:: Saved entries ::
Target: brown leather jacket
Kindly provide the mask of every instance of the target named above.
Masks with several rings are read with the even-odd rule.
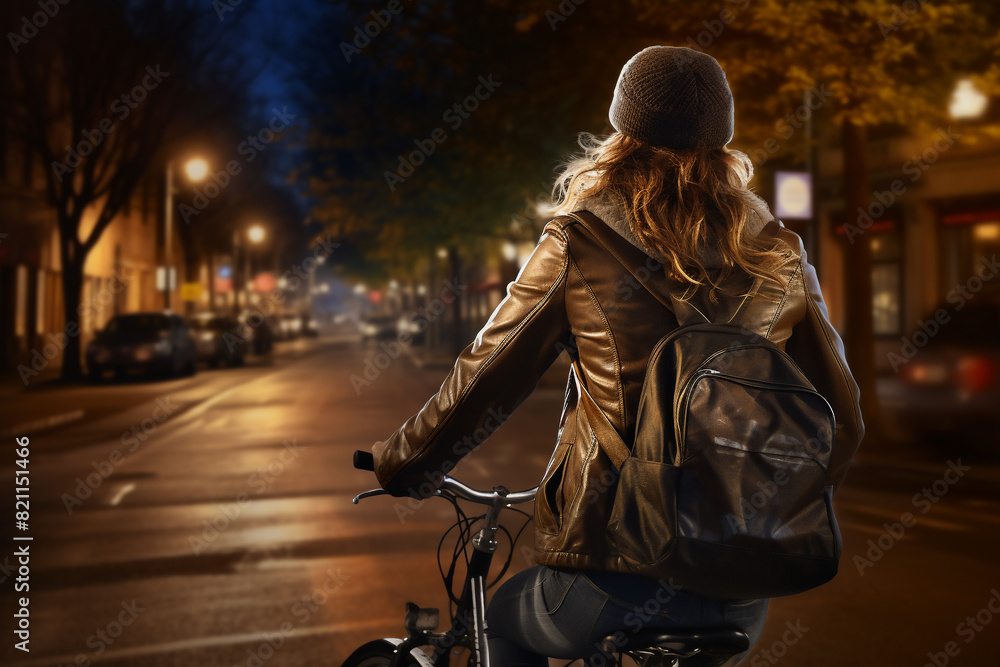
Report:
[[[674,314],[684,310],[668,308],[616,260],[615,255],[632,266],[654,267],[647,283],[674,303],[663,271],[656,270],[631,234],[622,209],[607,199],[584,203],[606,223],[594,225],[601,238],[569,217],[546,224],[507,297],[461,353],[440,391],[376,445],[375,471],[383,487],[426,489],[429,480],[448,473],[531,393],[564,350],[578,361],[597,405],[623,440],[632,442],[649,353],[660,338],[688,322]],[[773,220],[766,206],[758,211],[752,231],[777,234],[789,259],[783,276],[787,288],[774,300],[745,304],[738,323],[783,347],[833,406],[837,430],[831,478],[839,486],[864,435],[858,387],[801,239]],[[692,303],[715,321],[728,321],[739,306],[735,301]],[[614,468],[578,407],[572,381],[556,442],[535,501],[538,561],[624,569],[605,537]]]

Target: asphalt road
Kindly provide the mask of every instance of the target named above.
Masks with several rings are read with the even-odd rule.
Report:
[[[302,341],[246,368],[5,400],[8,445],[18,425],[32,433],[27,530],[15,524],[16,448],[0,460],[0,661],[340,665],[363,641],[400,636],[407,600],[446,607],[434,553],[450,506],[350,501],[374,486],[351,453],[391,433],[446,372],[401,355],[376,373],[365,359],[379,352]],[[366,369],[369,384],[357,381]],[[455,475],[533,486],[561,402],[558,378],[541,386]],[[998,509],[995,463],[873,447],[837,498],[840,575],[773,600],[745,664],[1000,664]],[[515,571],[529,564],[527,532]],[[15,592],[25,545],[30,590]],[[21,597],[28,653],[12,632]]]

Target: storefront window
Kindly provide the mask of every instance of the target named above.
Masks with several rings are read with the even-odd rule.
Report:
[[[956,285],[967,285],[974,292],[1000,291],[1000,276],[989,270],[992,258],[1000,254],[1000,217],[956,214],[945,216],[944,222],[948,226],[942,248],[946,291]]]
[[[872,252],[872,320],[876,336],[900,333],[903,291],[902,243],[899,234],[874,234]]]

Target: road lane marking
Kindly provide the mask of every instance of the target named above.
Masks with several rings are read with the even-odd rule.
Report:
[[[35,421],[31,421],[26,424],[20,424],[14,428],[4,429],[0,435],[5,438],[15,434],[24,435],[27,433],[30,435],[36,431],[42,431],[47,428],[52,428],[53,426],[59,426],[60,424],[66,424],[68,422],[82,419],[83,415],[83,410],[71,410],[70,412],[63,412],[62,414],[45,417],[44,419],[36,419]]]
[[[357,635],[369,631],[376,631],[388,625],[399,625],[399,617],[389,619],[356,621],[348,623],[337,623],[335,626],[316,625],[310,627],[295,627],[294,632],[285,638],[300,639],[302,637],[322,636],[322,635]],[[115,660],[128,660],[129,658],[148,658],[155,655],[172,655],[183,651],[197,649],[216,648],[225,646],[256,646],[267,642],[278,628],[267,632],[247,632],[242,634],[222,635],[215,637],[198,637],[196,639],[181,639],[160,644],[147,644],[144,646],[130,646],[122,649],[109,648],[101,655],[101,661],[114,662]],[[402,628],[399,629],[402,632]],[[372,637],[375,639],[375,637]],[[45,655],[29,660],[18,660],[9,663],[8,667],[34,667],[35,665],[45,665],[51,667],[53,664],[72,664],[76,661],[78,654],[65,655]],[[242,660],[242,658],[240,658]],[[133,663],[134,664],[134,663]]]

:: Task statement ::
What is needed is a verbatim copy of the entries, leaving out any pictures.

:: Expected answer ::
Target: brown leather jacket
Kindly provide the mask of every instance of the target named above.
Masks with several rings are read with the even-odd rule.
Report:
[[[674,314],[684,310],[668,308],[616,260],[615,255],[632,266],[654,267],[647,283],[674,303],[663,271],[656,270],[631,234],[622,209],[607,199],[584,203],[606,223],[594,225],[601,238],[569,217],[546,224],[507,297],[461,353],[440,391],[376,445],[375,471],[383,487],[426,489],[429,480],[448,473],[531,393],[564,350],[578,361],[597,405],[623,440],[632,442],[649,353],[660,338],[688,322]],[[773,220],[766,206],[758,211],[752,231],[777,234],[789,259],[783,276],[787,288],[774,300],[745,304],[738,323],[783,347],[833,406],[837,430],[831,478],[839,486],[864,435],[858,387],[801,239]],[[692,303],[715,321],[728,321],[739,306],[735,301]],[[614,468],[578,407],[572,381],[556,442],[535,501],[538,561],[624,569],[605,537]]]

Target: asphalt road
Kindly provide the mask of every instance of the target named above.
Masks with several rings are read with the even-odd rule.
Report:
[[[302,341],[246,368],[5,400],[8,445],[18,425],[32,433],[27,530],[15,524],[16,448],[0,460],[0,661],[340,665],[363,641],[400,636],[407,600],[446,607],[434,553],[450,506],[350,501],[374,486],[351,453],[391,433],[446,372],[401,355],[376,373],[365,359],[379,352]],[[366,369],[369,384],[357,381]],[[455,475],[533,486],[561,402],[558,378],[541,386]],[[998,509],[995,463],[873,447],[837,498],[840,575],[773,600],[745,664],[1000,664]],[[515,571],[529,564],[527,532]],[[15,592],[25,545],[30,590]],[[21,597],[28,653],[12,632]]]

Target: storefront window
Kindly provide the mask of every instance of the target named above.
Masks with several rings are read with the even-odd rule.
Report:
[[[956,285],[967,285],[974,292],[1000,291],[1000,276],[989,270],[992,258],[1000,254],[1000,217],[956,214],[945,216],[944,222],[948,226],[942,248],[946,291]]]
[[[872,252],[872,320],[876,336],[900,333],[903,291],[902,243],[899,234],[874,234]]]

Target: road lane marking
Kindly provide the mask of every instance of the target named above.
Masks with several rings are read with the even-odd rule.
Report:
[[[35,421],[31,421],[26,424],[20,424],[14,428],[4,429],[0,435],[5,438],[15,434],[24,435],[27,433],[30,435],[36,431],[42,431],[47,428],[52,428],[53,426],[59,426],[60,424],[66,424],[68,422],[82,419],[83,415],[83,410],[71,410],[70,412],[63,412],[62,414],[45,417],[44,419],[36,419]]]
[[[357,635],[369,631],[376,631],[388,625],[399,625],[399,617],[389,619],[356,621],[348,623],[337,623],[335,626],[316,625],[310,627],[295,627],[294,632],[285,638],[300,639],[302,637],[322,636],[322,635]],[[115,660],[128,660],[129,658],[148,658],[155,655],[172,655],[183,651],[197,649],[216,648],[225,646],[256,646],[267,642],[278,628],[267,632],[247,632],[242,634],[222,635],[215,637],[198,637],[196,639],[181,639],[160,644],[147,644],[144,646],[130,646],[122,649],[109,648],[101,655],[101,661],[114,662]],[[402,628],[399,629],[402,632]],[[372,637],[375,639],[375,637]],[[45,655],[29,660],[18,660],[9,663],[8,667],[34,667],[35,665],[45,665],[51,667],[53,664],[72,664],[76,661],[78,654],[65,655]],[[242,660],[242,658],[240,658]],[[133,663],[134,664],[134,663]]]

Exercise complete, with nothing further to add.